SOURCE PASSAGE:
╔══

To his credit, it was Al Gore himself  teased out these solutions and contradictions, and let the science, not politics, lead his way. In this he seems quite unlike his fellow climate change agitators.

So let me present you with a more nuanced, thinking man’s skepticism on climate change, that focuses on two related issues.

First, we don’t know as much about climate change as we think we do. My proof of this is the yearly varied reports of the potential impacts, effects, and how long they will take to occur. Climate is complicated. Something bad is probably happening. We don’t understand enough of why or how that is.

Second, we know even less about our “solutions”  to climate change. Hard to come up with a solution if we are still defining the problem. For proof of this, I don’t need to get all Michael Crichton and pull out eugenics. I can simply look to 15 years ago, when corn-based ethanol was being highly touted, pushed, and subsidized as the solution to not only our shortage of foreign oil, but climate change as well. Wait, you mean to tell me we now understand that corn-based ethanol produces MORE CO2 in its lifecycle than extracting oil from the ground? Oops. The Law of Unintended Consequences appears to be on overdrive as our push for corn-based ethanol not only produces more carbon than it saves, but caused riots in the Third World because of food shortages. 

Many climate change advocate politicians like to refer to the “All of the above” approach, meaning we don’t know what the solution is, so we’ll just fund everything. In a fantasy land of infinite resources, this makes sense. But we don’t live in that world. President Obama is testing its limits now, by running a deficit equal to his 43 predecessors combined, but eventually, the government runs out of borrowing ability. Before the world spends tens of trillions of dollars on solutions to stop global warming (a sum that may be able to lift the entire world out of poverty), don’t policy makers have some obligation to know if the funded solutions will work? We don’t need 100% clarity. But we do need solutions that are not proven detrimental only ten years later.

╚══

STORED DATA:
╔══

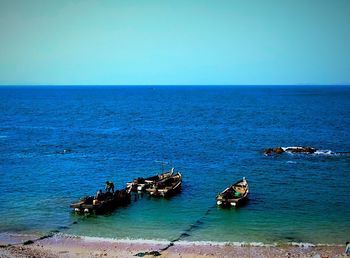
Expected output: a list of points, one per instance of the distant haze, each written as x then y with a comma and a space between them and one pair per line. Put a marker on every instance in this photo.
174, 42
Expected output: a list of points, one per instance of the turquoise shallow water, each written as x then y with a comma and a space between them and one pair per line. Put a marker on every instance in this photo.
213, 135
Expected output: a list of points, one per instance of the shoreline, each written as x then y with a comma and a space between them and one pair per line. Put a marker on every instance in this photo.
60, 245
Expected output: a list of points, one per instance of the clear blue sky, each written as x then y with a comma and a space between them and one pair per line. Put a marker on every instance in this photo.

╚══
╔══

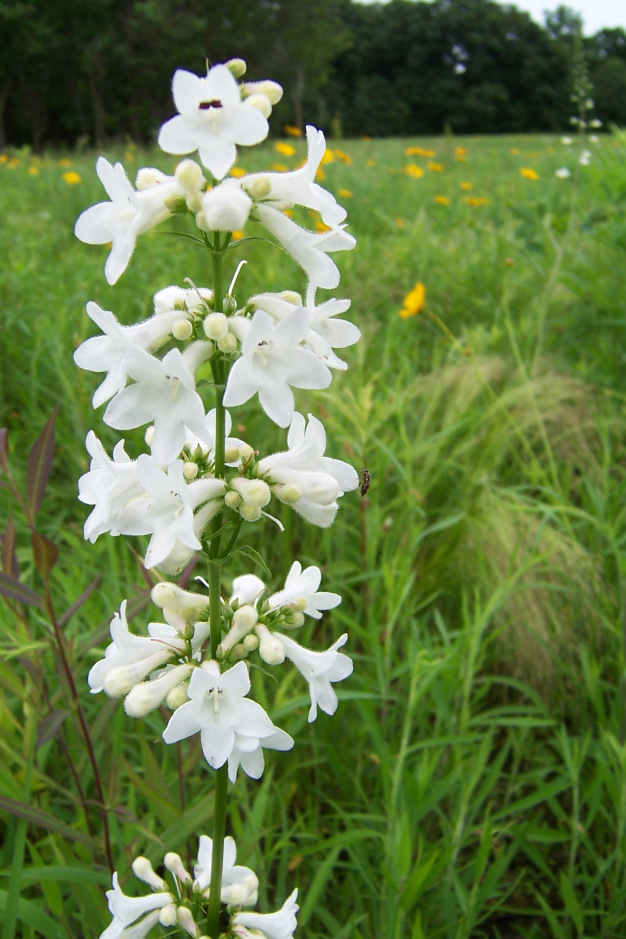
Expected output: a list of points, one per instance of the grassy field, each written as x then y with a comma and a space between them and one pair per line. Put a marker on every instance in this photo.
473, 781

╚══

EXERCISE REQUIREMENTS:
**1)** According to the climate change passage, why does the "All of the above" approach make sense only in a fantasy land?
**2)** Tally the lines of the rows that contain the string "field", and reply with the number alone.

ANSWERS TO THE EXERCISE:
**1)** The approach means funding everything because no one knows which solution works, and that only makes sense with infinite resources. We don't live in that world, since the government eventually runs out of borrowing ability.

**2)** 1